**Aim**
Rewrite the data below, changing every "outline" to "contour" and keeping everything else the same. Leave the pictures out of your answer.

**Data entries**

<<<<

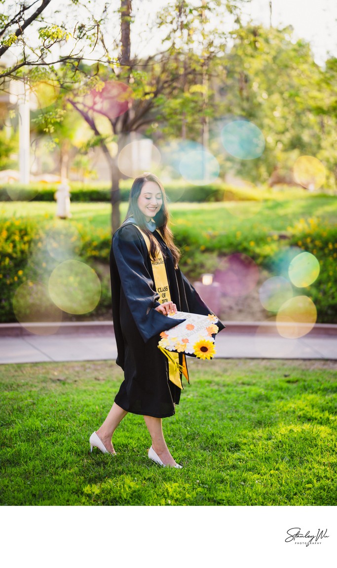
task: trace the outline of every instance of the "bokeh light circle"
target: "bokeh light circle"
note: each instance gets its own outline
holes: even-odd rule
[[[317,310],[307,296],[294,296],[285,302],[276,315],[280,335],[290,339],[301,337],[310,331],[317,319]]]
[[[274,276],[263,282],[259,296],[266,310],[277,312],[283,304],[293,297],[293,292],[289,280],[281,276]]]
[[[45,244],[50,256],[62,262],[79,254],[82,237],[74,225],[62,223],[48,230]]]
[[[295,181],[307,189],[319,189],[325,183],[326,173],[324,165],[313,156],[301,156],[293,167]]]
[[[286,247],[277,250],[271,258],[271,270],[288,279],[289,266],[291,261],[302,252],[303,249],[299,247]]]
[[[280,337],[276,327],[276,318],[267,318],[256,328],[254,335],[254,346],[262,357],[280,359],[296,357],[298,343],[296,339]],[[298,353],[298,350],[297,350]]]
[[[310,252],[297,254],[289,265],[289,277],[294,286],[304,288],[310,286],[318,277],[319,262]]]
[[[196,185],[212,183],[218,177],[220,171],[216,158],[204,149],[184,153],[179,169],[184,179]]]
[[[100,282],[95,270],[78,260],[66,260],[53,270],[48,282],[53,302],[68,314],[87,314],[97,306]]]
[[[53,105],[58,98],[60,85],[52,79],[31,83],[30,98],[33,107],[44,108]]]
[[[214,281],[220,285],[222,293],[232,298],[248,294],[258,279],[257,265],[250,257],[241,253],[226,257],[214,272]]]
[[[120,172],[136,177],[144,172],[151,172],[161,162],[161,153],[149,139],[134,140],[121,150],[118,156]]]
[[[130,108],[133,99],[132,89],[118,81],[100,82],[86,95],[84,104],[93,112],[109,119],[116,118]]]
[[[62,321],[62,311],[52,301],[45,286],[39,282],[24,282],[15,291],[13,311],[19,323],[38,335],[54,333]],[[32,323],[53,323],[49,327],[36,328]]]
[[[263,153],[266,142],[263,134],[255,124],[248,120],[229,122],[221,131],[225,149],[239,160],[255,160]]]

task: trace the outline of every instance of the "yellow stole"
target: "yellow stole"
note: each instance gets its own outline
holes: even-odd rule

>>>>

**Output for this exercise**
task: trace the contour of every instance of the "bokeh light circle"
target: "bokeh light circle"
note: each instance gets its own contour
holes: even-odd rule
[[[317,310],[307,296],[294,296],[285,302],[276,315],[280,335],[290,339],[301,337],[310,331],[317,319]]]
[[[274,276],[263,282],[259,296],[266,310],[277,312],[283,304],[293,297],[293,292],[289,280],[281,276]]]
[[[45,244],[50,256],[62,262],[79,254],[82,237],[74,225],[62,223],[48,230]]]
[[[295,181],[307,189],[319,189],[325,183],[326,173],[324,165],[313,156],[301,156],[293,167]]]
[[[286,247],[277,250],[271,258],[271,270],[288,279],[289,266],[291,261],[302,252],[303,249],[299,247]]]
[[[280,337],[276,327],[276,318],[267,318],[256,328],[254,335],[254,346],[262,357],[280,359],[296,357],[298,343],[296,339]],[[298,353],[298,350],[297,350]]]
[[[310,252],[297,254],[289,265],[289,277],[294,286],[304,288],[310,286],[318,277],[319,262]]]
[[[196,185],[212,183],[218,177],[220,171],[216,158],[204,149],[184,153],[179,169],[184,179]]]
[[[100,282],[95,270],[78,260],[66,260],[53,270],[48,282],[53,302],[68,314],[87,314],[97,306]]]
[[[53,105],[58,98],[60,85],[52,79],[31,83],[30,98],[33,107],[44,108]]]
[[[214,281],[220,285],[222,293],[232,298],[248,294],[258,279],[257,265],[250,257],[241,253],[226,257],[214,272]]]
[[[120,172],[136,177],[144,172],[151,172],[161,162],[161,153],[149,139],[134,140],[121,150],[118,156]]]
[[[130,108],[133,99],[132,89],[118,81],[100,82],[86,95],[84,104],[93,112],[109,119],[116,118]]]
[[[62,321],[62,311],[52,301],[45,286],[39,282],[24,282],[15,291],[13,311],[19,323],[38,335],[54,333]],[[32,323],[53,323],[49,327],[36,328]]]
[[[263,153],[266,142],[263,134],[255,124],[248,120],[229,122],[221,131],[225,149],[239,160],[255,160]]]

task: trace the contour of every instance of the "yellow stole"
target: "yellow stole"
note: each instance gets its own contour
holes: even-odd rule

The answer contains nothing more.